— YOUR ASSIGNMENT —
Extract all lines in the data that contain the word "detector".

— Stored data entries —
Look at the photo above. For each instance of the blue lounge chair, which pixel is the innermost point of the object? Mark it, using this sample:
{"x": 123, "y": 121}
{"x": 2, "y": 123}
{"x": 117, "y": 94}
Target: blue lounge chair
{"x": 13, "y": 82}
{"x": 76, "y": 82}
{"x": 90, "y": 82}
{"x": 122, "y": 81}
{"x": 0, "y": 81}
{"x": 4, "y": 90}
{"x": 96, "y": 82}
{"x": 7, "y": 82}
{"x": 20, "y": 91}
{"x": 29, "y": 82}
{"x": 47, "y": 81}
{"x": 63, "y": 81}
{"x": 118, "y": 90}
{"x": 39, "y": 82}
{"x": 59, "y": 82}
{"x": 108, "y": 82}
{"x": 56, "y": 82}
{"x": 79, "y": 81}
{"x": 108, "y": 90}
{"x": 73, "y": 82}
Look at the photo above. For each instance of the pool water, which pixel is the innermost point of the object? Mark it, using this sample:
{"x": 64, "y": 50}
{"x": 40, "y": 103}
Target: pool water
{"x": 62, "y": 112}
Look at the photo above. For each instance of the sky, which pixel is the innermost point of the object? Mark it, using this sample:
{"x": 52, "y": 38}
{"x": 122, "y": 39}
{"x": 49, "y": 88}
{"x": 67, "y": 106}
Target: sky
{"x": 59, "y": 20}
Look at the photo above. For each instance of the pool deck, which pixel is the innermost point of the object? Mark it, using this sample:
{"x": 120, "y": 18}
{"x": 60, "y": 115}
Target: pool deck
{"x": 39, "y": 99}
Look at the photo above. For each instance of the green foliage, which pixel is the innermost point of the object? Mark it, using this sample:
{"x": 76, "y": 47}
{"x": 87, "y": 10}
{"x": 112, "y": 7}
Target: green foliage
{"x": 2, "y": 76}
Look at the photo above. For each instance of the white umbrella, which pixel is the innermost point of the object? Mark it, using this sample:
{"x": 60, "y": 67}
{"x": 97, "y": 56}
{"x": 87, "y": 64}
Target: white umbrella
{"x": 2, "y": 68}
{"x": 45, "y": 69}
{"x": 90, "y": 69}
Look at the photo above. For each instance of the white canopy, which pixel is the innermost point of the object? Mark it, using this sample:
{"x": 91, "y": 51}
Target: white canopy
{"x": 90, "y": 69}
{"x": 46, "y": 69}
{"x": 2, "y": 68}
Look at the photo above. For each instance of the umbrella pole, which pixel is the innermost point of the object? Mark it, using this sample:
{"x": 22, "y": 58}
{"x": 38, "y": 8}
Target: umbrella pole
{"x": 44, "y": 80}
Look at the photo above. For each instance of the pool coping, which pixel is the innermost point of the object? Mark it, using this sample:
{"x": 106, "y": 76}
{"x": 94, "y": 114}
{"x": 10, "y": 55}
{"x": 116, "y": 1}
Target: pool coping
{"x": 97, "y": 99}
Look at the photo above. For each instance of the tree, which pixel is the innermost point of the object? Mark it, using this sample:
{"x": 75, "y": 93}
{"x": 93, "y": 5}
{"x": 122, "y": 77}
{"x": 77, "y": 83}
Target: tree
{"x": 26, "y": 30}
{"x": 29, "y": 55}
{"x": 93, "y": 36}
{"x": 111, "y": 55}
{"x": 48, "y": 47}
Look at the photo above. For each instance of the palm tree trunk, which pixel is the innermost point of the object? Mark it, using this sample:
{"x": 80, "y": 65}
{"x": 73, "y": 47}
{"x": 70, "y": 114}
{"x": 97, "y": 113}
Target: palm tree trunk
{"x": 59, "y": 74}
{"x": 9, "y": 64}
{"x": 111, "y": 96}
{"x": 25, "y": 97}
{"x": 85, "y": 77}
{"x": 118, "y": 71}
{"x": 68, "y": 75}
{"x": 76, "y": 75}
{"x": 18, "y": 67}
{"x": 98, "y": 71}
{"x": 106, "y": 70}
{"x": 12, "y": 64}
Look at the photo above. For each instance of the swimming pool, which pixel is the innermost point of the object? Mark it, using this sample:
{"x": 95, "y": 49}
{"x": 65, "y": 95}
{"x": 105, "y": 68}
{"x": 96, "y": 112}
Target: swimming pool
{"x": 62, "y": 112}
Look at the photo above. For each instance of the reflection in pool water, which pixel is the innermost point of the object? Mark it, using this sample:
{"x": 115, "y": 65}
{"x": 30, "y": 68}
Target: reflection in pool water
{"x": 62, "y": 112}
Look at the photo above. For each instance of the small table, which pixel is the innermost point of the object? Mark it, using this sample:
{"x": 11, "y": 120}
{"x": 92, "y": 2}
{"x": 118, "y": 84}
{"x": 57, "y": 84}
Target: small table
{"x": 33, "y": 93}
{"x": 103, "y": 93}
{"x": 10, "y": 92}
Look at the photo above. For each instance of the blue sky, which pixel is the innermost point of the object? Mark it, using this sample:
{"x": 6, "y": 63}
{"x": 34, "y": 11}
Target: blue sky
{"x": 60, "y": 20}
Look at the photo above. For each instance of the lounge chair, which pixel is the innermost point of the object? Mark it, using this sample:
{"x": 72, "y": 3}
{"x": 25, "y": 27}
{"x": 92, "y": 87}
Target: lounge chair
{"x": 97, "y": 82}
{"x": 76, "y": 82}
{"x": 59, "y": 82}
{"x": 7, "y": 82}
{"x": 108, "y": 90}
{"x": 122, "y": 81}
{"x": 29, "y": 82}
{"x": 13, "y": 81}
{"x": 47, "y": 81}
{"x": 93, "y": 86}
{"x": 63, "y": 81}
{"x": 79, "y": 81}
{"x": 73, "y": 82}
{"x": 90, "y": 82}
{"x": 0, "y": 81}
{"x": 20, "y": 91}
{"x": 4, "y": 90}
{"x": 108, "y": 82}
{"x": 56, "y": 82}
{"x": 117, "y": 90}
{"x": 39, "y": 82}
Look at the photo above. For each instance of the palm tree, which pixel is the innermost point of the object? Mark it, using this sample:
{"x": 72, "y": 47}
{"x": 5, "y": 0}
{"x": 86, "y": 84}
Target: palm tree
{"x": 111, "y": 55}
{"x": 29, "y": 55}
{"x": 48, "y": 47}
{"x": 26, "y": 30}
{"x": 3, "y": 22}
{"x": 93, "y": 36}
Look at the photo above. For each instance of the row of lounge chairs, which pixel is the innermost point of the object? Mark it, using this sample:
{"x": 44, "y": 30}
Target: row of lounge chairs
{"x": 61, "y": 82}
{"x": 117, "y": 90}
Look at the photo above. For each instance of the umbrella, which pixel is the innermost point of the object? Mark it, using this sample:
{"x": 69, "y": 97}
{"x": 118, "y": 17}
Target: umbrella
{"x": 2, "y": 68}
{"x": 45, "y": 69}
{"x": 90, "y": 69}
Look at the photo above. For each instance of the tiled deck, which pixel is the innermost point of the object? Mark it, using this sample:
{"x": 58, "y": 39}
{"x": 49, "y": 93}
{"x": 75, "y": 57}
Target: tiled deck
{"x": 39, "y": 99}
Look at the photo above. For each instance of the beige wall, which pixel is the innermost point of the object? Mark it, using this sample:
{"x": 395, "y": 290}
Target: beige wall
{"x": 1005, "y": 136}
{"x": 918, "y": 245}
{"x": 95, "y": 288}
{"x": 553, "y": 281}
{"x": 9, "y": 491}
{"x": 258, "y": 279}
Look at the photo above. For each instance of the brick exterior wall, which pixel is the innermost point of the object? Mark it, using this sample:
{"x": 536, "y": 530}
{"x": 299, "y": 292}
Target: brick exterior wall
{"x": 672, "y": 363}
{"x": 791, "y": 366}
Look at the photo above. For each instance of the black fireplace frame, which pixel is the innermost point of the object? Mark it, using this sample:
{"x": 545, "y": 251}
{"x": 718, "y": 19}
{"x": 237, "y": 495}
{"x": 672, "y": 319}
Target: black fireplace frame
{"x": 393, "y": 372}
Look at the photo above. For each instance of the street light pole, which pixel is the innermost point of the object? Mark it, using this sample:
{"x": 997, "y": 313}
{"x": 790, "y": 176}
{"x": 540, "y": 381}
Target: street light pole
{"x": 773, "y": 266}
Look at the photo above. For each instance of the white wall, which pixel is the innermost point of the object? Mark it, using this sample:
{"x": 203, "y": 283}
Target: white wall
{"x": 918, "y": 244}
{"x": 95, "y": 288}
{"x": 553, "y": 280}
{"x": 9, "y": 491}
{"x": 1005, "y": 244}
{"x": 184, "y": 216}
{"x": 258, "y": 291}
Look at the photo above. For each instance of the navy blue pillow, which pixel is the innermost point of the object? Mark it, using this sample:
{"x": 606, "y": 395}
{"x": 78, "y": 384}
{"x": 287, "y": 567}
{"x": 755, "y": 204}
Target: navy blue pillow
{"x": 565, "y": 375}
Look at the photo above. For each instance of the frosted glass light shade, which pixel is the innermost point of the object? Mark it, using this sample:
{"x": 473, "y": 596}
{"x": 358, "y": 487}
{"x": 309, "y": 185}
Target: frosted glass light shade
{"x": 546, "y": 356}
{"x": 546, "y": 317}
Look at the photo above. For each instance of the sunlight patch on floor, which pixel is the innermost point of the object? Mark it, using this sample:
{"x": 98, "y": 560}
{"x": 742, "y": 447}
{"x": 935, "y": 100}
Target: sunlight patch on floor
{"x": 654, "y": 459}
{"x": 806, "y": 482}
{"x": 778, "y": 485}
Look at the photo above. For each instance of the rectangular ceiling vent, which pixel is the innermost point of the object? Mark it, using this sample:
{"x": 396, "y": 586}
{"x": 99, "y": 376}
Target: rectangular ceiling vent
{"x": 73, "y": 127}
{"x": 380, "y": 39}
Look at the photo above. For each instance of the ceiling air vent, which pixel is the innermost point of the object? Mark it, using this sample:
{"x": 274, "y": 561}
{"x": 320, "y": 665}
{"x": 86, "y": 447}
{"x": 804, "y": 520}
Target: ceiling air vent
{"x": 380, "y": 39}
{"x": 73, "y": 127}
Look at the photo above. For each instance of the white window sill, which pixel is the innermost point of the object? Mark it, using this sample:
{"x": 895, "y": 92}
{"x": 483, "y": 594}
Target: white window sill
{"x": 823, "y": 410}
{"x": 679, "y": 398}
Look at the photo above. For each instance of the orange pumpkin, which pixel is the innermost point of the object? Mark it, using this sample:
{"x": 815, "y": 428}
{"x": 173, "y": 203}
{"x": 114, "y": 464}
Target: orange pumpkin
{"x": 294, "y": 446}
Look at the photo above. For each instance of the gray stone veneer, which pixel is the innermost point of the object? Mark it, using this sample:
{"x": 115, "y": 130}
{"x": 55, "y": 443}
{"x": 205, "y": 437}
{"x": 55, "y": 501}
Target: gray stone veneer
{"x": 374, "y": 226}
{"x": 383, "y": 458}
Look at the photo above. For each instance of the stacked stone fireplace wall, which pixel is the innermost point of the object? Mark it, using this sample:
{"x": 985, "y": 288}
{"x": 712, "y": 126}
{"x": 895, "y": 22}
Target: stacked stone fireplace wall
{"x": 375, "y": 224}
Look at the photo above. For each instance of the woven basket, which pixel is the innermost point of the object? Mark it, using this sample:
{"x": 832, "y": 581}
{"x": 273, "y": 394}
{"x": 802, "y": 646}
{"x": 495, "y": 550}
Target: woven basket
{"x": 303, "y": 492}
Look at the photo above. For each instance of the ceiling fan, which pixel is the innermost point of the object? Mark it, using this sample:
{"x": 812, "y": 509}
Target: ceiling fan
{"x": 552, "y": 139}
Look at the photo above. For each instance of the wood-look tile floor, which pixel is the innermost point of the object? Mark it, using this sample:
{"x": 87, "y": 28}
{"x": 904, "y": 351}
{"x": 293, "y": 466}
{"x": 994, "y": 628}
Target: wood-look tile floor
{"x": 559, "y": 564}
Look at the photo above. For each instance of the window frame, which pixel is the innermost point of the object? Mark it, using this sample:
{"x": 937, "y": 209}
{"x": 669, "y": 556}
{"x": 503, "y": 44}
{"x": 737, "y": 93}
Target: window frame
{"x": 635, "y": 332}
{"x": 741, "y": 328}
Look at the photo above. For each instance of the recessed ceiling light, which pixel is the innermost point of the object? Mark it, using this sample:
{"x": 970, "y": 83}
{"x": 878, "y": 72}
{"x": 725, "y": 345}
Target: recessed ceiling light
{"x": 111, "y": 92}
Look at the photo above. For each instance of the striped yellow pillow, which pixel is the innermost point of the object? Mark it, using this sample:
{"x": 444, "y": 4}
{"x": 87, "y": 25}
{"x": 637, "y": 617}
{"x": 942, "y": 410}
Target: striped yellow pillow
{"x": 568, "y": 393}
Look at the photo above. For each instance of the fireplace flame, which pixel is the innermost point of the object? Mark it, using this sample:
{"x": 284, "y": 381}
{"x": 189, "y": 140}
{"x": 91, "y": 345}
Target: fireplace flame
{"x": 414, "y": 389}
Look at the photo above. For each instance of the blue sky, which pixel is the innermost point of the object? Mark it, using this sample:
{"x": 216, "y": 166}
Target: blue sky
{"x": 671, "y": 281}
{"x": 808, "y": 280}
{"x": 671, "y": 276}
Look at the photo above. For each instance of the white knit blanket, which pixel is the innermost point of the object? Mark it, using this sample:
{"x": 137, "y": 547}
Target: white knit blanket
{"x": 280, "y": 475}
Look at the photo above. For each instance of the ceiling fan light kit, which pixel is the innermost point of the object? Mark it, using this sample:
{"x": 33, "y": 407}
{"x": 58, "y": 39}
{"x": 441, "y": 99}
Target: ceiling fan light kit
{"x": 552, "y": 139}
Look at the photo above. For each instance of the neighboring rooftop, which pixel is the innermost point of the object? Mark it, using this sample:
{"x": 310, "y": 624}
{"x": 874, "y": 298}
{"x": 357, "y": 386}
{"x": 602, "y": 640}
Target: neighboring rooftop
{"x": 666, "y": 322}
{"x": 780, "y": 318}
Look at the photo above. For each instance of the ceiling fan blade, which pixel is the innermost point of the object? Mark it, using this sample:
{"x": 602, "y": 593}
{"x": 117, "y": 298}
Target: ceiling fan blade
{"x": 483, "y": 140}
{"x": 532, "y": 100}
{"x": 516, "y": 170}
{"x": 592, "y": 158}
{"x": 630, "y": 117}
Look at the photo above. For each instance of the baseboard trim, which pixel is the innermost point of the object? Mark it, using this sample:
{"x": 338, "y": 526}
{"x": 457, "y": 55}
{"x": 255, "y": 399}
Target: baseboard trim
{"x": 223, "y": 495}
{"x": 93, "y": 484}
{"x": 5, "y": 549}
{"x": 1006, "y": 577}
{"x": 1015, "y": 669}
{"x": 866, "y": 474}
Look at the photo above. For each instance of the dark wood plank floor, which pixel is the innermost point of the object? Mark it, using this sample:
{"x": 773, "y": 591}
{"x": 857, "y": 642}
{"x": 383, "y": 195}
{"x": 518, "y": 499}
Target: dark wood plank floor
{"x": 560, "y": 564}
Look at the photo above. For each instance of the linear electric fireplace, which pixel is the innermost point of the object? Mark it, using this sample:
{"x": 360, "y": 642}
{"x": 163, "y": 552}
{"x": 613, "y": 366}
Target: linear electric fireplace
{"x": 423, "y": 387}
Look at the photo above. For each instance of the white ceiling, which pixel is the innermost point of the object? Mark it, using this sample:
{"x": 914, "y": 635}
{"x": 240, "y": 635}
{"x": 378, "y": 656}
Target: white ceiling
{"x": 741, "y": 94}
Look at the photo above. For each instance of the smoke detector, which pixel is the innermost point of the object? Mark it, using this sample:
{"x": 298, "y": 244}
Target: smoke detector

— SOLUTION TO THE EXERCISE —
Look at the photo above. For each instance of the smoke detector, which pixel is the innermost point of the object? Mark it, using this sample:
Target: smoke detector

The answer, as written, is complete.